[Excerpts from a dataset]
--- --- ---
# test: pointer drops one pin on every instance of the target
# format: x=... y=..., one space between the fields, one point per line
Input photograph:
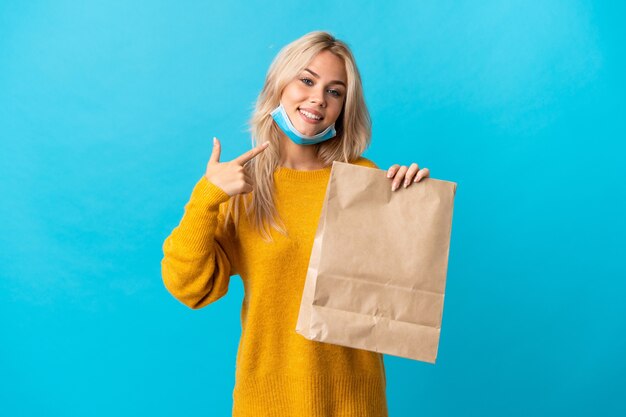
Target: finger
x=242 y=159
x=398 y=178
x=423 y=173
x=408 y=177
x=392 y=170
x=215 y=153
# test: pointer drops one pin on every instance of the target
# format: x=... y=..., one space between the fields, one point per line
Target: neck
x=301 y=157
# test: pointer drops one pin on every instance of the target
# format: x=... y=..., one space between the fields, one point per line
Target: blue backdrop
--- --- ---
**Required work:**
Copy all records exactly, no images.

**Exercise answer:**
# test: pointer drops one pin on every instance of the target
# format: x=... y=..., one space between the fields, one point per line
Input photograph:
Target: finger
x=242 y=159
x=398 y=178
x=423 y=173
x=408 y=177
x=392 y=170
x=215 y=153
# test: pointer drops one pin on every instance of the target
# format: x=... y=..., one space between the fields, one point per line
Target: neck
x=301 y=157
# test: pointer drops one pin on every instance of the target
# format: x=... y=..., one space between the fields, one point per line
Target: blue backdrop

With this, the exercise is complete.